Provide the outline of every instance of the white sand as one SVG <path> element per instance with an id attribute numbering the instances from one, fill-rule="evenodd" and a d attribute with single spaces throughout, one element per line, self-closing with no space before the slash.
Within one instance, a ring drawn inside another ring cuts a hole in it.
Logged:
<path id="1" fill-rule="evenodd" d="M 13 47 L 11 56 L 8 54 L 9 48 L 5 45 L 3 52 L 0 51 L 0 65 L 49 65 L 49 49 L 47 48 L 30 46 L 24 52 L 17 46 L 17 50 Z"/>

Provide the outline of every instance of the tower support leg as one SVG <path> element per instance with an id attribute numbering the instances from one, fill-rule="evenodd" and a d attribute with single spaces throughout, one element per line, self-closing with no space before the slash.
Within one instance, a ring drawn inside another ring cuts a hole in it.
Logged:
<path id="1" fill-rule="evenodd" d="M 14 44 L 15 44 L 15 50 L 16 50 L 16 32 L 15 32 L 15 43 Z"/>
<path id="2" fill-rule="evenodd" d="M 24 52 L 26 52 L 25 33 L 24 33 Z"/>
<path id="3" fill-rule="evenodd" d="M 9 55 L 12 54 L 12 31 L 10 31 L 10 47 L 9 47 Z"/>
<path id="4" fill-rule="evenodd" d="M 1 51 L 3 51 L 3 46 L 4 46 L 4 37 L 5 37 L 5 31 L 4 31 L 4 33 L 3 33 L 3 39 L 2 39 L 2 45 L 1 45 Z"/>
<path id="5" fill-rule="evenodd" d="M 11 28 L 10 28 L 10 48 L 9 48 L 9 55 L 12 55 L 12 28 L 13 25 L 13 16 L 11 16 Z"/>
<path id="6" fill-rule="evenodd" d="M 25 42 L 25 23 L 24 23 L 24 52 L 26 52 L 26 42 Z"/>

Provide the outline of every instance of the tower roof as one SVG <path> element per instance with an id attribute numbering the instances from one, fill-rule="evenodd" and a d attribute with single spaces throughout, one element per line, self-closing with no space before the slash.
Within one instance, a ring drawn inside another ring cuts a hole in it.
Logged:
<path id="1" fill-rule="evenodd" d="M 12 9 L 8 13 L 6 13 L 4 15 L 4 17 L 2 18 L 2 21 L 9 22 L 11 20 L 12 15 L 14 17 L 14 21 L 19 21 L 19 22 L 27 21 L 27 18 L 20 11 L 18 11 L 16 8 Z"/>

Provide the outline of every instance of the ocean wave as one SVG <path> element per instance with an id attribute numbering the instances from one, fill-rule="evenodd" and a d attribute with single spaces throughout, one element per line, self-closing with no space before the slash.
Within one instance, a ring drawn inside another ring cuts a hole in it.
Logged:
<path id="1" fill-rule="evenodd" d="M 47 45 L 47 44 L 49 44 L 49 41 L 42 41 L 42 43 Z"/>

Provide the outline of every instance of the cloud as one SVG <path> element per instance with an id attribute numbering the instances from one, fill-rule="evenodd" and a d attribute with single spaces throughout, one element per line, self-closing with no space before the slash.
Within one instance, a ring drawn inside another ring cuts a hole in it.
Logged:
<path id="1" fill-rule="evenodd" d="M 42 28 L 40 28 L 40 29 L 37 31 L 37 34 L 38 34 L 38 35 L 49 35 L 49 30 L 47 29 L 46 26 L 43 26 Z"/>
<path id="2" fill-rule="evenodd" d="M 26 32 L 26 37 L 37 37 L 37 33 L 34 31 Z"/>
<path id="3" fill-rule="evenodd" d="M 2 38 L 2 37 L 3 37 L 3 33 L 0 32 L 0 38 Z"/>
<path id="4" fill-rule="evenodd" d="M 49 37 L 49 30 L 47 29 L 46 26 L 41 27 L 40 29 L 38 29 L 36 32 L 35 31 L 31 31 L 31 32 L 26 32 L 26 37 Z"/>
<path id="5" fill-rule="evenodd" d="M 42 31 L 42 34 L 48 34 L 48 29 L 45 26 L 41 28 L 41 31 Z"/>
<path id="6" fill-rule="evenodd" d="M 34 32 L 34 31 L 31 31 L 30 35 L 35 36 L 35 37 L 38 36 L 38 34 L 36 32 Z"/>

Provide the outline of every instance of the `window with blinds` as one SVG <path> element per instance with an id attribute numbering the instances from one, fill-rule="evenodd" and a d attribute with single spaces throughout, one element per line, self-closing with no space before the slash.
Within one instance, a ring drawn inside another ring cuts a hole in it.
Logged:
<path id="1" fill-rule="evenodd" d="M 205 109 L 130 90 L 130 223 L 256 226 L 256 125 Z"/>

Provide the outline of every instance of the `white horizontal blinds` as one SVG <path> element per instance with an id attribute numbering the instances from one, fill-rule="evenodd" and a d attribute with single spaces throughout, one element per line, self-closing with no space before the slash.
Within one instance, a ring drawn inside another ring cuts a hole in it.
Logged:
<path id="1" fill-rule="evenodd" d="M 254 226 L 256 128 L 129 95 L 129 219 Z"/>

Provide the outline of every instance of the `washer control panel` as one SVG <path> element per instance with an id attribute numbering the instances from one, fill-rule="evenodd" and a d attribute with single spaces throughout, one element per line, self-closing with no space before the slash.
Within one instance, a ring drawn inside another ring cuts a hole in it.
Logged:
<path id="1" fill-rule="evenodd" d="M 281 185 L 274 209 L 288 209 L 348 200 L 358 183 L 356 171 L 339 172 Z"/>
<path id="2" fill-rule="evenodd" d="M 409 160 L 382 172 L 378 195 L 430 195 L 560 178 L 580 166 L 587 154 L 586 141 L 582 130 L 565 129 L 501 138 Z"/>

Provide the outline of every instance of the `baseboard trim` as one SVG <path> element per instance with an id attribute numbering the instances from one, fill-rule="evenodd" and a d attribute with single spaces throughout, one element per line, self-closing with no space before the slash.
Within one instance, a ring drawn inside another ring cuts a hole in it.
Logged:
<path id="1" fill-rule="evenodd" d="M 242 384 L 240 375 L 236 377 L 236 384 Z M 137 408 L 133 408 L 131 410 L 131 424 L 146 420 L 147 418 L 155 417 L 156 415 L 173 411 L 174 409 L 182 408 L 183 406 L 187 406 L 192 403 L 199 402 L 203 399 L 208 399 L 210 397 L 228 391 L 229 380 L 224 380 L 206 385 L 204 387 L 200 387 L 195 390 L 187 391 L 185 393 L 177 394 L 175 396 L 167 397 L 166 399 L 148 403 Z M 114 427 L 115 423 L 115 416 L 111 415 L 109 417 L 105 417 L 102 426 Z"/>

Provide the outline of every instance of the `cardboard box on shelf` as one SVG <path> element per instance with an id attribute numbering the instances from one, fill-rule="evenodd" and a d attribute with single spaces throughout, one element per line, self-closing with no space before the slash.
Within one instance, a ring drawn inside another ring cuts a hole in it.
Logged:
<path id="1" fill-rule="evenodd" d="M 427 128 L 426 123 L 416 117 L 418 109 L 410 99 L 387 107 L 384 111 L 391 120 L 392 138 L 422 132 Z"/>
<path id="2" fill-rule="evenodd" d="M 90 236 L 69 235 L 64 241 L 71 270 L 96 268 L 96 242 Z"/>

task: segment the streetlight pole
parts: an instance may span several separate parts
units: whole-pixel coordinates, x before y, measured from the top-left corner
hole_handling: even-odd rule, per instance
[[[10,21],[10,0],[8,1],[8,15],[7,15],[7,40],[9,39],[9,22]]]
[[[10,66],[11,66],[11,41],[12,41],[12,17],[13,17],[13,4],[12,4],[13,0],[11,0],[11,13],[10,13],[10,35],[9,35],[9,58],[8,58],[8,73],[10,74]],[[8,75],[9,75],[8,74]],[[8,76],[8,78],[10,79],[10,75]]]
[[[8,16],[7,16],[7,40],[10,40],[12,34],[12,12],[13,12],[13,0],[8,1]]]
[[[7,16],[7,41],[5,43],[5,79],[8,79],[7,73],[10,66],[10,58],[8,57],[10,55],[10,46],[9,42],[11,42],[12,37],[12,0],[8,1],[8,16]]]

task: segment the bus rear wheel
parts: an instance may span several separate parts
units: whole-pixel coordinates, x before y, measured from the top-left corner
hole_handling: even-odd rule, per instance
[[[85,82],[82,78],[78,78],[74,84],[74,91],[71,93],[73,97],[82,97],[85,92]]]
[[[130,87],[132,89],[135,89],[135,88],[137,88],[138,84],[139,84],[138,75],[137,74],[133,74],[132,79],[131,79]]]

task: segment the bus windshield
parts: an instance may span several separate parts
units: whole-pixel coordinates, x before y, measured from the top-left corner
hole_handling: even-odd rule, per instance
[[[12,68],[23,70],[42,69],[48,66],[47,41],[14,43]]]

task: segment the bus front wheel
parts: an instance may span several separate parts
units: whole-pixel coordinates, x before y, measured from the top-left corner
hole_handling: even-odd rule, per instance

++++++++

[THE PROBLEM]:
Find the lines in the entries above where "segment" occurs, and copy each of them.

[RESPONSE TO THIS TASK]:
task: segment the streetlight pole
task: segment the bus rear wheel
task: segment the bus windshield
task: segment the bus front wheel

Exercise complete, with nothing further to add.